BEGIN
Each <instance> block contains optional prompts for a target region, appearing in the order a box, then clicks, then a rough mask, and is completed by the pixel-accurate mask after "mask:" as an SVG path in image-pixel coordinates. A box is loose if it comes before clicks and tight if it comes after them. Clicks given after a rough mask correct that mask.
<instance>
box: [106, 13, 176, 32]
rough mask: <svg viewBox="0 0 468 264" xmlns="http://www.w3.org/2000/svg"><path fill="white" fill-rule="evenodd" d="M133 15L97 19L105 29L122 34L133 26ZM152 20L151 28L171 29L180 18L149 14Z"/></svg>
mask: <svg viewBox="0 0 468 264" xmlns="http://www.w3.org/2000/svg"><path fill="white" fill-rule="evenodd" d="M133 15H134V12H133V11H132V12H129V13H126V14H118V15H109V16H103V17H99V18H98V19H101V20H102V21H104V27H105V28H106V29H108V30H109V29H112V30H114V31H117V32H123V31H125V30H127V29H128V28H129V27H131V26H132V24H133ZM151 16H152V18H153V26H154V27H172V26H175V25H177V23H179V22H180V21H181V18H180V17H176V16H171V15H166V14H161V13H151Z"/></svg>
END
### [TO DO]
Print all entries again, exactly.

### [FINISHED EXERCISE]
Each <instance> block contains optional prompts for a target region, appearing in the order a box, then clicks, then a rough mask, and is completed by the pixel-accurate mask after "mask:" as an SVG path in image-pixel coordinates. A box is loose if it comes before clicks and tight if it comes after them. Clicks given after a rough mask correct that mask.
<instance>
box: [106, 13, 176, 32]
rough mask: <svg viewBox="0 0 468 264" xmlns="http://www.w3.org/2000/svg"><path fill="white" fill-rule="evenodd" d="M133 15L97 19L105 29L122 34L133 26ZM152 20L151 28L171 29L180 18L149 14Z"/></svg>
mask: <svg viewBox="0 0 468 264" xmlns="http://www.w3.org/2000/svg"><path fill="white" fill-rule="evenodd" d="M133 15H134V12H133V11H132V12H129V13H126V14H118V15H109V16H103V17H99V18H98V19H101V20H102V21H104V27H105V28H106V29H108V30H109V29H112V30H114V31H117V32H123V31H125V30H127V29H128V28H129V27H131V26H132V24H133ZM151 16H152V18H153V26H154V27H172V26H175V25H177V23H179V22H180V21H181V18H180V17H176V16H171V15H166V14H161V13H151Z"/></svg>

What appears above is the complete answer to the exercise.